*Text segment*:
+===+

An example of a discrepancy between published mutation rates and our data is deletions/duplications involving PTEN. Mutations in this gene are associated with multiple disorders, including CS, BRRS, PROTEUS syndrome, PROTEUS-like syndrome, and macrocephaly and autism spectrum disorders.32,33 The published mutation rates range from 0.26% of all cases to 13% of sequencing-negative cases.34,35 In our large cohort of 1,231 individuals, exonic copy number mutations of PTEN were found in 0.5% of individuals tested. Individuals with a whole or partial gene deletion or a partial gene duplication had CS, BRRS, and general overgrowth phenotypes, and none had a diagnosis of macrocephaly or autism spectrum disorder. One previous study identified one whole and two partial PTEN mutations by MLPA in a carefully selected cohort of 122 CS or BRRS patients who were negative by gene sequencing, reflecting an overall deletion rate of 2.5%.8 However, all patients with a PTEN deletion had a BRRS phenotype (3/27 or 11%). Another study examined 30 sequencing-negative patients with CS and found four deletion mutations involving exon 1 (13%).35 By contrast, a large multicenter prospective study of 3,042 individuals with relaxed CS clinical criteria revealed large exonic deletions of PTEN in only 8 (0.26%).34 These deletions accounted for <3% of all types of mutations identified. Results of this large study concur with our data (0.5% frequency) in an unselected cohort referred for PTEN testing. Our results support the current understanding that PTEN deletions are more common in BRRS and perhaps CS, but are not a general cause for autism spectrum disorders.36,37

We found several copy number mutations in X-linked genes that illustrate two advantages of using exon array CGH. First, it readily identified female carriers of a whole or partial gene deletion on the X chromosome. In contrast to males, in whom hemizygous deletions can be readily recognized by failure of PCR amplification, heterozygous gene deletions in females are not detectable by Sanger sequencing. Deletions are quite frequent in several X-linked disorders, including ectodermal dysplasia (~10%), OTC deficiency (~8–15%), and Rett syndrome (~10%).11 The second advantage of the exon array is that it can also detect pathogenic intragenic duplications, in both males and females, that might otherwise go undetected by sequencing. The X chromosome contains many disease genes in which intragenic duplications have been reported, including MECP2 (Rett syndrome), RPS6KA3 (Coffin–Lowry syndrome), and NR0B1 (46,XY gonadal dysgenesis).11 We tested 7 males for X-linked disorders and found no duplications, but 1 out of 211 females was positive for a partial gene duplication in MECP2.

+===+

Stored records
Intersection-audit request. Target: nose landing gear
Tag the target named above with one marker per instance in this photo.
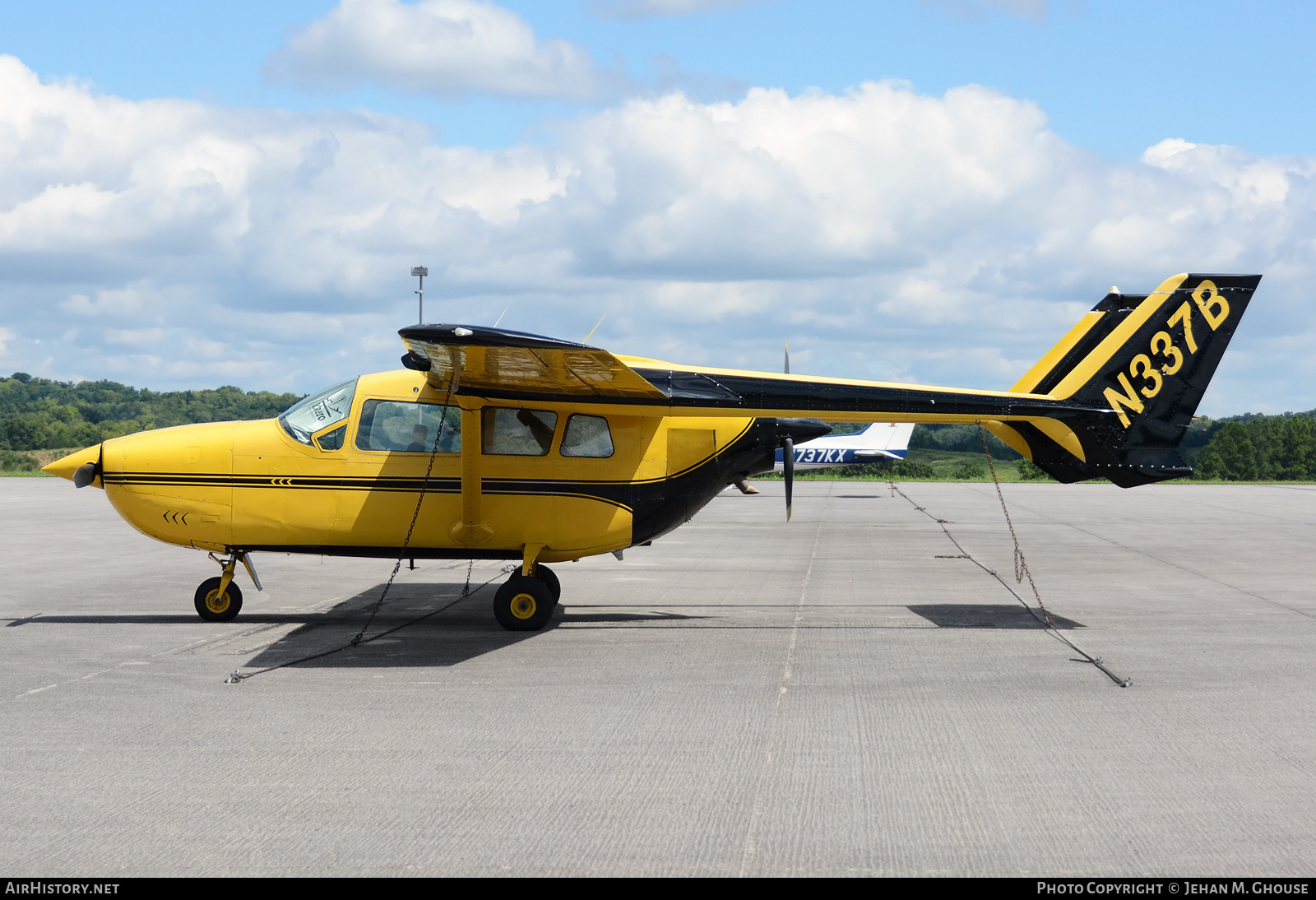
(219, 599)
(526, 601)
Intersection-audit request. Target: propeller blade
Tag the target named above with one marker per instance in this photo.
(789, 472)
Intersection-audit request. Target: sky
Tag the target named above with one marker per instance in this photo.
(924, 191)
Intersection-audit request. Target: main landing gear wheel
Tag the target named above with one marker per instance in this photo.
(215, 607)
(523, 604)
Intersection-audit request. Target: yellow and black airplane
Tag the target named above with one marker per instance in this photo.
(499, 445)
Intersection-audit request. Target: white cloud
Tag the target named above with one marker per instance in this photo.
(646, 8)
(1033, 11)
(881, 230)
(434, 46)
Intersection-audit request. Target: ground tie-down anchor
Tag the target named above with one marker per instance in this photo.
(1122, 682)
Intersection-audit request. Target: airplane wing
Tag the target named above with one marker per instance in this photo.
(1112, 399)
(498, 364)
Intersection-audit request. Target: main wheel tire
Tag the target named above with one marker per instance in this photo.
(215, 608)
(550, 581)
(523, 604)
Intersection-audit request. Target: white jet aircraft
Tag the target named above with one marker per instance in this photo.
(878, 441)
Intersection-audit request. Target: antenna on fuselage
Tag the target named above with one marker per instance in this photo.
(420, 271)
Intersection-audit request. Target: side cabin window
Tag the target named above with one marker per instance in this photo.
(587, 436)
(405, 427)
(319, 412)
(517, 432)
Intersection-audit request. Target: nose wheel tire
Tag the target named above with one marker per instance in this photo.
(523, 604)
(215, 607)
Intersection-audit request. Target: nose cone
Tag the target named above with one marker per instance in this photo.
(70, 466)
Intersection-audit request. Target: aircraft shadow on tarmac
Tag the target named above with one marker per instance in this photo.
(465, 629)
(986, 616)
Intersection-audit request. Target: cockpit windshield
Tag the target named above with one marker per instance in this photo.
(319, 411)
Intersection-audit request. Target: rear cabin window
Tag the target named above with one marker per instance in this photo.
(403, 427)
(319, 411)
(517, 432)
(587, 436)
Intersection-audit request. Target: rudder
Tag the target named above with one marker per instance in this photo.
(1148, 360)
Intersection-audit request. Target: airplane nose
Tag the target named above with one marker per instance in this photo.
(82, 467)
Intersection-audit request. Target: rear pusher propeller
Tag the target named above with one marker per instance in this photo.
(789, 471)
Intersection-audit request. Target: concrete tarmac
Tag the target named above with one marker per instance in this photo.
(840, 695)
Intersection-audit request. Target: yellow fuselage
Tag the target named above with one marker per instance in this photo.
(250, 485)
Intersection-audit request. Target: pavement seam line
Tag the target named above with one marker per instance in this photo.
(749, 849)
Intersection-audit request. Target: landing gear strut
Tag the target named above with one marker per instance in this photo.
(216, 604)
(219, 599)
(526, 601)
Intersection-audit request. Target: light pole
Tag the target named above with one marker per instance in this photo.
(420, 271)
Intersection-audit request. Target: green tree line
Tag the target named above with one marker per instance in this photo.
(37, 414)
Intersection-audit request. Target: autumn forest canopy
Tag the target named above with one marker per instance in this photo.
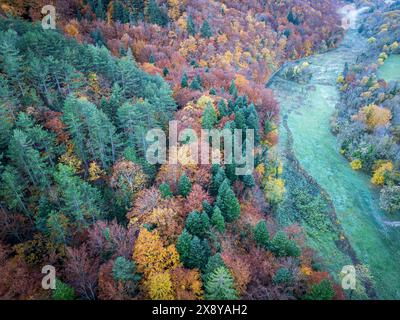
(77, 191)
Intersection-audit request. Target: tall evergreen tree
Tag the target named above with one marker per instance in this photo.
(191, 27)
(94, 135)
(183, 246)
(220, 285)
(27, 159)
(198, 224)
(199, 253)
(261, 235)
(184, 81)
(184, 185)
(12, 189)
(79, 200)
(218, 220)
(227, 202)
(209, 118)
(205, 30)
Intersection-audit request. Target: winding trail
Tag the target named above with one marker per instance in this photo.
(365, 237)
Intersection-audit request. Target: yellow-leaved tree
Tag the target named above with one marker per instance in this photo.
(379, 174)
(374, 116)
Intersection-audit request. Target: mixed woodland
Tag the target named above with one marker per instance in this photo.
(76, 191)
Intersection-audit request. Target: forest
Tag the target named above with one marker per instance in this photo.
(76, 103)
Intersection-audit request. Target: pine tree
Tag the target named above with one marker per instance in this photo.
(191, 28)
(233, 89)
(198, 224)
(217, 179)
(218, 220)
(227, 202)
(125, 270)
(138, 7)
(63, 291)
(196, 83)
(213, 264)
(79, 200)
(165, 71)
(199, 253)
(93, 134)
(11, 60)
(249, 181)
(12, 189)
(282, 246)
(184, 185)
(155, 14)
(261, 235)
(253, 122)
(28, 160)
(183, 246)
(184, 81)
(209, 118)
(220, 285)
(165, 191)
(321, 291)
(57, 227)
(207, 208)
(222, 108)
(205, 30)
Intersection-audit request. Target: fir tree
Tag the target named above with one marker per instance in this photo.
(198, 224)
(183, 246)
(261, 235)
(184, 81)
(209, 118)
(165, 191)
(227, 202)
(220, 285)
(191, 28)
(63, 291)
(282, 246)
(196, 83)
(199, 253)
(205, 30)
(233, 89)
(218, 220)
(184, 186)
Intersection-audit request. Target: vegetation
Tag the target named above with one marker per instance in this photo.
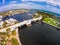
(8, 37)
(14, 41)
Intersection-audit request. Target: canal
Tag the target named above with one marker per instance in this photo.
(22, 16)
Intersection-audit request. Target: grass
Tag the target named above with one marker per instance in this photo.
(50, 21)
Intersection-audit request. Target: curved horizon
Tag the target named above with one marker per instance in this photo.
(51, 5)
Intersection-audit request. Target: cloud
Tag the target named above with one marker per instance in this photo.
(29, 6)
(53, 2)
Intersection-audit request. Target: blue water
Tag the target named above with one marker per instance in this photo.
(20, 17)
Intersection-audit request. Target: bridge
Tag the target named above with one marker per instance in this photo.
(27, 22)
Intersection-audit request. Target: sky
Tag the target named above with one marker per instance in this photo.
(49, 5)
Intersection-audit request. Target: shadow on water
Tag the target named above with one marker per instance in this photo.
(39, 34)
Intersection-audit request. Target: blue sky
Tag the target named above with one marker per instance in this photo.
(50, 5)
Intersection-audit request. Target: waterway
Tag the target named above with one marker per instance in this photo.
(22, 16)
(39, 34)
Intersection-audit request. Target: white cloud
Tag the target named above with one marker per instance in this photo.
(13, 2)
(29, 6)
(53, 2)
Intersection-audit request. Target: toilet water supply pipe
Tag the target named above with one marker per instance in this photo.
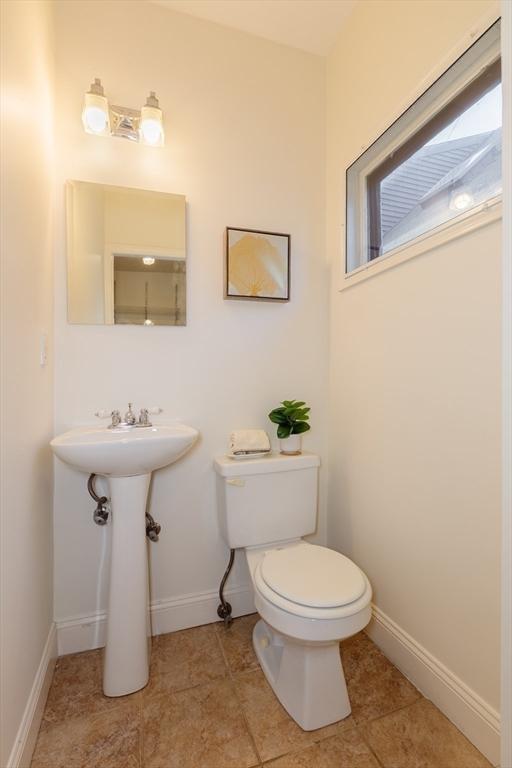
(100, 514)
(224, 610)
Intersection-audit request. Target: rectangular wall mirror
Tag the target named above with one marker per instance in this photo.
(126, 255)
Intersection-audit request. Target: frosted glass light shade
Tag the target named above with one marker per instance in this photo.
(95, 115)
(151, 126)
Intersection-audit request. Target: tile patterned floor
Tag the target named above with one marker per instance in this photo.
(208, 705)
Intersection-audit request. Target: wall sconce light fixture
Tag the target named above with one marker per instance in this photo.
(103, 119)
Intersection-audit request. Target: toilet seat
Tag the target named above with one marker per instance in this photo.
(356, 593)
(313, 576)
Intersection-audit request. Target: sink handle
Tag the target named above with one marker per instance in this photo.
(114, 415)
(103, 414)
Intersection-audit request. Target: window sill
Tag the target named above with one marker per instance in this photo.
(475, 219)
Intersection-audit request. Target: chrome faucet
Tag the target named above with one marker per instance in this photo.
(129, 417)
(129, 420)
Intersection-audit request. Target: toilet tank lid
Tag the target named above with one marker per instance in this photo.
(274, 462)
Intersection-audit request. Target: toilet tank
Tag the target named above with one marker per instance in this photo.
(269, 499)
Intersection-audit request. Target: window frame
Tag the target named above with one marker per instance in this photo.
(420, 115)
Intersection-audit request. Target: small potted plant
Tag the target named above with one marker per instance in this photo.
(292, 420)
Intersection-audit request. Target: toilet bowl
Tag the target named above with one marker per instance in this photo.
(309, 597)
(297, 640)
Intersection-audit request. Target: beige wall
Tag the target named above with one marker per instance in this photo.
(245, 144)
(27, 389)
(414, 489)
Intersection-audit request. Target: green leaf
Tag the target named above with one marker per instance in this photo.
(299, 428)
(277, 418)
(299, 414)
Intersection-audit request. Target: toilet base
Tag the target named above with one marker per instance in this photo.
(307, 678)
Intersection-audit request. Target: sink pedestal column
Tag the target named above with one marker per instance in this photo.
(126, 660)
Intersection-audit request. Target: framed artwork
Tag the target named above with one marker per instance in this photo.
(257, 265)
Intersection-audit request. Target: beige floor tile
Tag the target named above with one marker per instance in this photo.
(76, 690)
(189, 657)
(419, 736)
(108, 740)
(237, 643)
(375, 686)
(347, 750)
(273, 730)
(197, 728)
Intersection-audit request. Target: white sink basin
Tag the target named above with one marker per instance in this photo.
(127, 457)
(124, 452)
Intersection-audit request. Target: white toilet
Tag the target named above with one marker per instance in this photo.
(309, 597)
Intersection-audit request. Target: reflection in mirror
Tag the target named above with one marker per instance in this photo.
(126, 256)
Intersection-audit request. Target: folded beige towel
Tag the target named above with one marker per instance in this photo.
(249, 440)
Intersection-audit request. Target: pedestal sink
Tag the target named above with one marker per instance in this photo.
(126, 456)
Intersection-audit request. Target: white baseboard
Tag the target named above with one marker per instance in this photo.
(83, 633)
(21, 754)
(479, 722)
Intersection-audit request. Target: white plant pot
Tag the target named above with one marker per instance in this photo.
(291, 446)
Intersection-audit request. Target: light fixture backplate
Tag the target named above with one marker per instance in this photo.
(124, 122)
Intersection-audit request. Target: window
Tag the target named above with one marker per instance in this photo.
(440, 160)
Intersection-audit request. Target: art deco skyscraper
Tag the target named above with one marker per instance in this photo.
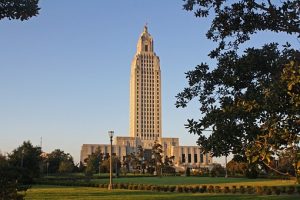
(145, 92)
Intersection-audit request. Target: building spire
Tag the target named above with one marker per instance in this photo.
(146, 28)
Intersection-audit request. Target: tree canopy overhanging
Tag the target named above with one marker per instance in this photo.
(18, 9)
(234, 21)
(250, 101)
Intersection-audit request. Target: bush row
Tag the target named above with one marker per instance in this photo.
(261, 190)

+===+

*Work instructions*:
(a) From the passage on copy number mutations, list each X-chromosome gene named as having reported intragenic duplications, with the disorder given in parentheses for it.
(b) Do these statements agree with the passage on copy number mutations? Answer yes or no for each and quote the deciding words.
(i) In the cohort of 1,231 individuals, exonic copy number mutations of PTEN were found in 0.5% of those tested.
(ii) Some individuals in that cohort with a PTEN deletion or duplication had a diagnosis of autism spectrum disorder.
(iii) Of the 7 males tested for X-linked disorders, one had a duplication.

*Task-by-task outputs*:
(a)
MECP2 (Rett syndrome)
RPS6KA3 (Coffin–Lowry syndrome)
NR0B1 (46,XY gonadal dysgenesis)

(b)
(i) Yes: "In our large cohort of 1,231 individuals, exonic copy number mutations of PTEN were found in 0.5% of individuals tested."
(ii) No: "none had a diagnosis of macrocephaly or autism spectrum disorder."
(iii) No: "We tested 7 males for X-linked disorders and found no duplications"